[Start]

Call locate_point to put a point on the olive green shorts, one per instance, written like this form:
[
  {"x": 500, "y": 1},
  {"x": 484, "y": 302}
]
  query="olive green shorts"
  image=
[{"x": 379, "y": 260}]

[End]

• _REQUEST_:
Please lay out every line of the entries above as a JSON list of strings, one string per line, with blank lines left out.

• _OUTPUT FOR THIS EXERCISE_:
[
  "Call locate_point to put a point on the olive green shorts, one per instance, written like this form:",
  "[",
  "  {\"x\": 500, \"y\": 1},",
  "  {\"x\": 484, \"y\": 302}",
  "]",
  "  query=\"olive green shorts\"",
  "  image=",
  "[{\"x\": 379, \"y\": 260}]"
]